Working data Start Marker
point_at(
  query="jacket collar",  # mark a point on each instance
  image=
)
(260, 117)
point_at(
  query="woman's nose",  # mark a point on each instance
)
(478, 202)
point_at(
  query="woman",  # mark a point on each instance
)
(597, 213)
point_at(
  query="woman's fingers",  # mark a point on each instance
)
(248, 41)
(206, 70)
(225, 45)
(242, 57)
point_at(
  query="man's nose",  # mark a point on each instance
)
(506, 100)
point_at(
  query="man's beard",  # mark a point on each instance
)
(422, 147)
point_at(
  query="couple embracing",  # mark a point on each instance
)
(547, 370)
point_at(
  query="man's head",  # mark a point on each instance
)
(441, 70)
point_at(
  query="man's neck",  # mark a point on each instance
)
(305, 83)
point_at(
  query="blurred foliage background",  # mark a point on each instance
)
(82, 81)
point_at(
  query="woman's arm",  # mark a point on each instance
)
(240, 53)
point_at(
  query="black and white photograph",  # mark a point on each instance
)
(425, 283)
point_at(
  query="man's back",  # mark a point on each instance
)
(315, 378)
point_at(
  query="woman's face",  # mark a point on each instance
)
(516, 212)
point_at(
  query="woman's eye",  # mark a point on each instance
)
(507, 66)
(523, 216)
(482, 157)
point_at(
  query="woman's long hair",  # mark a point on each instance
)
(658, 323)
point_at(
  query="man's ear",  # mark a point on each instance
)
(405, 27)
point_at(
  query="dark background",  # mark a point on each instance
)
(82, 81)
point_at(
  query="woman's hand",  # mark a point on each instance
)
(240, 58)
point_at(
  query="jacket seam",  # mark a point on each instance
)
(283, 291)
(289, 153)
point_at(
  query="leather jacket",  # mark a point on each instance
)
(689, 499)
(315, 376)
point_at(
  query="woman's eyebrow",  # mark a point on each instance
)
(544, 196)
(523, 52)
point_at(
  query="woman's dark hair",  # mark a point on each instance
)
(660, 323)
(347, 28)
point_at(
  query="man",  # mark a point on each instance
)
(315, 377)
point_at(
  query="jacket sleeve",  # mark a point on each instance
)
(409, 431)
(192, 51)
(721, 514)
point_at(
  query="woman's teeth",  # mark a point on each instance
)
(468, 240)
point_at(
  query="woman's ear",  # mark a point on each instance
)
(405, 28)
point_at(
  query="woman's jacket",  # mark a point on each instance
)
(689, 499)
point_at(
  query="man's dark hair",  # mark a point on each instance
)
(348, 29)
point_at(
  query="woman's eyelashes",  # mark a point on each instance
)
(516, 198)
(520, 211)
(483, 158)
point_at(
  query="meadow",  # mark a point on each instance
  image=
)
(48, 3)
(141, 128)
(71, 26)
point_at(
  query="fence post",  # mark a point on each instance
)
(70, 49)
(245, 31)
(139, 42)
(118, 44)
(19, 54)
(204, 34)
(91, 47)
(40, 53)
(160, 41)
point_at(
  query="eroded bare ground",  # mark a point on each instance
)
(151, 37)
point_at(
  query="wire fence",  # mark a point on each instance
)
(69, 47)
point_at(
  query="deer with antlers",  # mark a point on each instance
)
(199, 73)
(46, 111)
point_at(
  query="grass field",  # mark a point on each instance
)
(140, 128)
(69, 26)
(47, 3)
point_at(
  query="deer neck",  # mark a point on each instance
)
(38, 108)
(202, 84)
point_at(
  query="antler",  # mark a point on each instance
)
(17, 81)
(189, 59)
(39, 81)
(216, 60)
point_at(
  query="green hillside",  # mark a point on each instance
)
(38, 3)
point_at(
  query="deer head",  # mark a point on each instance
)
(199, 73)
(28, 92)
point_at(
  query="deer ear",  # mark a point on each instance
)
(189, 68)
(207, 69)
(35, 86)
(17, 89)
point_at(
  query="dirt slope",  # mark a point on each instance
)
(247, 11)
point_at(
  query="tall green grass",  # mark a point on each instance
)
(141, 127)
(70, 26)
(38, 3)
Working data End Marker
Brief
Please give the count of lines above with "green", nothing else.

Finished task
2